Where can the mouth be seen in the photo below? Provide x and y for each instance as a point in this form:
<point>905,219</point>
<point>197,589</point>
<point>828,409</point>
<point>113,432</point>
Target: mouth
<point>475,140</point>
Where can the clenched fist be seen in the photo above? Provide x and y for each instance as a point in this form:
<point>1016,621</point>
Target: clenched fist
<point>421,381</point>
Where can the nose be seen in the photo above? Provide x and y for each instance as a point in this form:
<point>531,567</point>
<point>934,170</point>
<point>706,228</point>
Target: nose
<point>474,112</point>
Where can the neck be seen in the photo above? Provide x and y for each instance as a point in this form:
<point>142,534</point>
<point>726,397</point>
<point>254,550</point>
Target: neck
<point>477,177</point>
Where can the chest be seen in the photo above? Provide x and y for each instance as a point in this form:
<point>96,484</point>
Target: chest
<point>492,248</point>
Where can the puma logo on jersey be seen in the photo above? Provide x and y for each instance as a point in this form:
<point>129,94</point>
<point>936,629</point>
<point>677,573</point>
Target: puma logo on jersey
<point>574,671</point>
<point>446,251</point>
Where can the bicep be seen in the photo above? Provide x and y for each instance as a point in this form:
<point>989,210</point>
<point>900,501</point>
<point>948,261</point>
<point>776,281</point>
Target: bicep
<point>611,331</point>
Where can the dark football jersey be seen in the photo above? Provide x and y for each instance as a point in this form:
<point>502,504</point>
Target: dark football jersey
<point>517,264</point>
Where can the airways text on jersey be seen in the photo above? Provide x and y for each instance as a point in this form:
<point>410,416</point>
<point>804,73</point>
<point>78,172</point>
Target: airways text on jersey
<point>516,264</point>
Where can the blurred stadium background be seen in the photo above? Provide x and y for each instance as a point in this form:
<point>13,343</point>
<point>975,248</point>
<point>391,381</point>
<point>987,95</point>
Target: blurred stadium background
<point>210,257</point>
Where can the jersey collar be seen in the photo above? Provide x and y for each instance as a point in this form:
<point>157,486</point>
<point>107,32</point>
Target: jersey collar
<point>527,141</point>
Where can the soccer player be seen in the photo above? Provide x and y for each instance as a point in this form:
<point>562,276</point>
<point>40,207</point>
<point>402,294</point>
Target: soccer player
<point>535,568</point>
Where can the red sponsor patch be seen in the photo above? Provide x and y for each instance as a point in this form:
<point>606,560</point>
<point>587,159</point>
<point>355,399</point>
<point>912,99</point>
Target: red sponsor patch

▸ **EXERCISE DESCRIPTION**: Copy all the lines above word for word, changing nothing.

▸ **RESULT FOR THIS TASK**:
Where can the mouth be seen in the photo below? Provide x and y for each instance as a point in this form:
<point>905,219</point>
<point>197,589</point>
<point>828,409</point>
<point>113,432</point>
Target: mouth
<point>475,140</point>
Where can the clenched fist be seen in the photo above? Provide x and y for each instance as a point in this form:
<point>1016,621</point>
Target: clenched fist
<point>421,381</point>
Where can the nose be seen in the photo above? Provide x and y for each instance as a point in this form:
<point>531,567</point>
<point>934,170</point>
<point>706,228</point>
Target: nose
<point>474,112</point>
Where can the neck be seen in the photo above? Provide x and y for each instance as a point in this form:
<point>142,534</point>
<point>726,397</point>
<point>254,550</point>
Target: neck
<point>477,177</point>
Where can the chest be seen in the photo above? Provide x and y for each instance as a point in this form:
<point>96,484</point>
Target: chest
<point>492,248</point>
Where can the puma logo on jersey be seen in the photo above? Provide x and y for each instance as a point in this form:
<point>129,94</point>
<point>936,629</point>
<point>677,573</point>
Target: puma logo on jersey
<point>574,671</point>
<point>446,251</point>
Where can the bicep be seen in the photo above? Provide x and y for each instance as a point in this form:
<point>989,210</point>
<point>900,501</point>
<point>948,261</point>
<point>776,281</point>
Target: bicep
<point>611,331</point>
Where can the dark football jersey be seen in the photo above? Provide x and y for each instance as a point in this form:
<point>502,504</point>
Target: dark football jersey
<point>517,264</point>
Where can the airways text on jersey be seen in the photo above? Provide x and y for each instance as a point in this form:
<point>410,416</point>
<point>804,73</point>
<point>78,172</point>
Target: airways text on jersey
<point>516,264</point>
Where can the blurred stadium background be seen in the photo above? Provide x and y for each instance as a point in this form:
<point>13,343</point>
<point>975,248</point>
<point>391,381</point>
<point>987,95</point>
Target: blurred stadium background
<point>210,257</point>
Where can the jersey collar be seen in the photo above? Provide x and y for each instance as a point in this form:
<point>157,486</point>
<point>107,32</point>
Target: jersey collar
<point>527,141</point>
Where can the soccer player be seen in the photo above? Provide x and y for each instance as a point in this form:
<point>562,276</point>
<point>40,207</point>
<point>402,294</point>
Target: soccer player
<point>535,568</point>
Where can the red sponsor patch be seen in the photo above? Provide x and y for each instance as a point in this form:
<point>606,560</point>
<point>587,159</point>
<point>355,399</point>
<point>912,99</point>
Target: red sponsor patch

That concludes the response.